Short exercise:
Give the stretch from "Using a high" through "into the air." in the asbestos roof thread again, switching "high pressure hose" to "pressure washer".

Document segment:
[BEGIN]
# Forum Home Renovation Asbestos  Pressure cleaning an asbestos roof?

## ChunkyCharcoal

I have a super 6 roof and it's quite black from mould... My old man reckons to use the gerni to wash it down and then paint it... 
Not sure if it's safe to do so or is it ok because its getting washed straight down the gutters?

----------


## rrobor

A few buckets of hot detergent water with a bit of bleach in it, soak it down and in a few weeks it will be clean. Going down the drain is not a problem. The problem with Asbestos is the very fine hairs it produces. If you get those in your lungs or bloodstream the body can not get rid of them. I would not advise you to blast asbestos with anything. Treat it very gently till its clean then paint it with a top quality paint, Wattle or Dulux solarguard.

----------


## Pulse

see this thread  
cheers
Pulse

----------


## nww1969

Do a search for Nutech paints as they have a paint for fibro roofs and I would imaging they
have details how to prepare the fibro before painting.

----------


## Tikirocker

I think I just read on this site that water blasting and asbestos roof is illegal Hazardous materials found in buildings - NSW Department of Health - it's in there somewhere.

----------


## GraemeCook

> A few buckets of hot detergent water with a bit of bleach in it, soak it down and in a few weeks it will be clean.

  
Spot on.   Swimming pool chlorine also will work a treat and its dirt cheap. 
Using a high pressure hose sounds extremely dangerous - you will not know how dangerous for twenty years - with all those fine microfibres being thrown up into the air. 
Cheers 
Graeme

----------


## cruiser

Pressure cleaning an asbestos roof in Qld is illegal under the Public Health Act and there have been people prosecuted recently for it. They have had to pay the clean up costs of all of the surrounding properties and this has included removal of plants and even the grass. So the costs have run into the the $200k plus range.
Makes removing it seem very cheap but if you are happy to keep it just wash it as indicated above and recoat to seal it.

----------


## Fossil

I would not bother at all with re-painting.
Removal and replacement is the way to go with this stuff. It isn't that expensive really, and you won't have the constant painting maintenence to contend with in the future.  :Smilie:

----------


## Bloss

Gotta watch those old posts - reckon the job's done by now .  .  .   :Wink:

----------


## hadiya

Wash the surface of the roof using a pressure washer.  Affix the nap cover to the roller frame and snap the frame to the extension pole. Pour primer into the bucket, filling to about half its capacity.Apply primer to the roof using the roller. Begin at the edge of the roof and work backward toward the ladder. Allow the primer to dry for two hours. Apply exterior acrylic latex paint just as you did the primer.

----------
[END]
Data section:
[BEGIN]
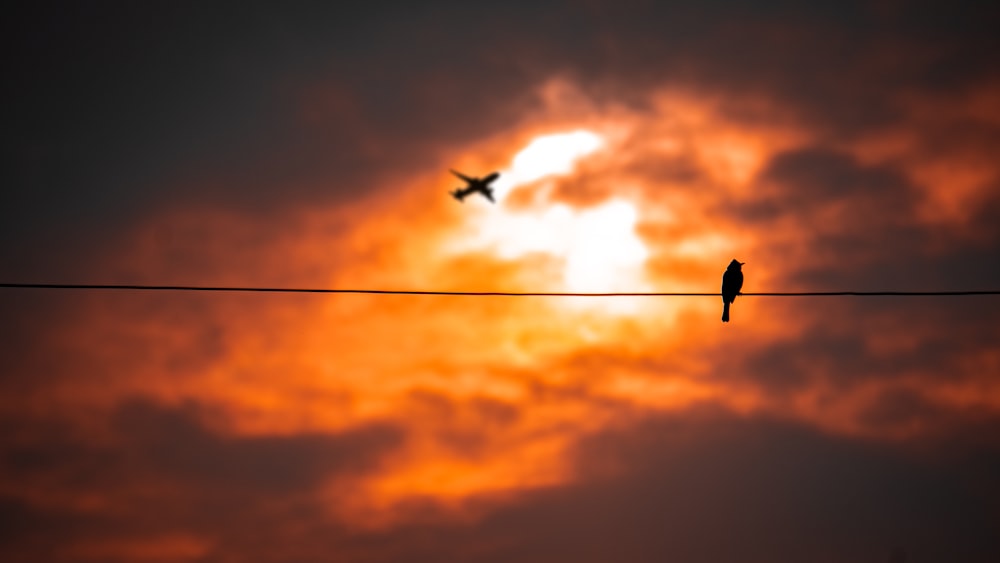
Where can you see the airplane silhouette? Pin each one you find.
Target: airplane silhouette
(481, 185)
[END]
Task response:
Using a pressure washer sounds extremely dangerous - you will not know how dangerous for twenty years - with all those fine microfibres being thrown up into the air.